* **Set exercise**
Copy every line of the listing below without changing a single character.

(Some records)
************

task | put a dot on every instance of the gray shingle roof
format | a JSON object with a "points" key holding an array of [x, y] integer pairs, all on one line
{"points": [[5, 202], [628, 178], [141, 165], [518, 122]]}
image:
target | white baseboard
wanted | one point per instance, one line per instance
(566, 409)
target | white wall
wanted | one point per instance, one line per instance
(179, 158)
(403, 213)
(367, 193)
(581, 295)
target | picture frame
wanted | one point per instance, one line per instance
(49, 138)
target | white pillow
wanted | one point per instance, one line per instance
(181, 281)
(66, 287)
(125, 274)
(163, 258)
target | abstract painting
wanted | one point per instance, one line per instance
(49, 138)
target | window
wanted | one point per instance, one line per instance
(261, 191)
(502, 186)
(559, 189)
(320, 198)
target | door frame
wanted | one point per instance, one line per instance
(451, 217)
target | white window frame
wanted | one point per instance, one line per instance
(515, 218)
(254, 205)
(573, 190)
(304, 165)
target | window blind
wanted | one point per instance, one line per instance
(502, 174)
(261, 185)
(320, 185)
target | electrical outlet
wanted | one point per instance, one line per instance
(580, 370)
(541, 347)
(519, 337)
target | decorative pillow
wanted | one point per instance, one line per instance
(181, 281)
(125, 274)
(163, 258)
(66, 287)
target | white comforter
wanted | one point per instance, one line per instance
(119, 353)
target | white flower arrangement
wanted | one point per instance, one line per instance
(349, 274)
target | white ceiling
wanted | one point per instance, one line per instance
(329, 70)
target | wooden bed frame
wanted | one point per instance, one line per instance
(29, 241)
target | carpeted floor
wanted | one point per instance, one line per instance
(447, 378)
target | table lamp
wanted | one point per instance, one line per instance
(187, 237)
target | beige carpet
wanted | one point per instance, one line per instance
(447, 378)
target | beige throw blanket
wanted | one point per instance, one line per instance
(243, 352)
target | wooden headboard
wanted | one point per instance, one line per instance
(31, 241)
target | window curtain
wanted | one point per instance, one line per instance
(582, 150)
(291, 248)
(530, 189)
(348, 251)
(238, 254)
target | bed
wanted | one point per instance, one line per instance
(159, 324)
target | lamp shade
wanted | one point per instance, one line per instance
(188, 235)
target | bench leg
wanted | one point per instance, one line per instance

************

* **Exercise answer**
task | put a dot on every instance of the gray shingle roof
format | a JSON object with a "points" key holding an array of [x, y] integer pairs, all on one line
{"points": [[5, 202], [628, 178], [141, 165], [518, 122]]}
image:
target | white baseboard
wanted | one point per instance, one line per instance
(566, 409)
target | white wall
wanted | one point per instance, one line per instance
(179, 158)
(403, 213)
(367, 193)
(581, 295)
target | picture frame
wanted | one point per instance, one line per instance
(49, 138)
target | white pillow
wanted | one point per instance, one line per instance
(181, 281)
(66, 287)
(125, 274)
(163, 258)
target | abstract painting
wanted | one point per instance, one line per instance
(49, 138)
target | window
wanted | one point per instance, one line per instance
(261, 191)
(502, 186)
(559, 189)
(320, 198)
target | door frame
wanted | one point per instance, one line per instance
(451, 217)
target | white window frame
wanted | one point per instance, one line per instance
(515, 218)
(254, 205)
(573, 190)
(304, 165)
target | window blind
wanted | one point per instance, one line per instance
(502, 174)
(261, 185)
(320, 185)
target | electrical outlet
wanted | one point per instance, one line per instance
(580, 370)
(541, 347)
(519, 337)
target | decorative pillow
wanted | one point per instance, one line per instance
(181, 281)
(125, 274)
(163, 258)
(66, 287)
target | white comforter
wanted | one point per instance, one line per instance
(119, 353)
target | white flower arrangement
wanted | one point per instance, one line per instance
(349, 274)
target | white ceiling
wanted | one point per instance, one line per instance
(329, 70)
target | wooden bed frame
wanted | one point per instance, one line per instance
(29, 241)
target | carpeted floor
wanted | one point per instance, one line per instance
(447, 378)
target | table lamp
wanted | one point per instance, one line per instance
(187, 237)
target | beige carpet
wanted | one point per instance, one line per instance
(447, 378)
target | beige throw blanket
wanted | one point per instance, one line per instance
(243, 352)
target | wooden headboard
wanted | one point per instance, one line per instance
(31, 241)
target | window curtain
wanted | one point per instance, one line per instance
(582, 150)
(291, 248)
(530, 189)
(348, 251)
(238, 254)
target | bed
wanted | one point per instance, one line per instance
(159, 324)
target | lamp shade
wanted | one point per instance, one line per instance
(188, 235)
target | bench leg
wanted | one point per instance, one line per instance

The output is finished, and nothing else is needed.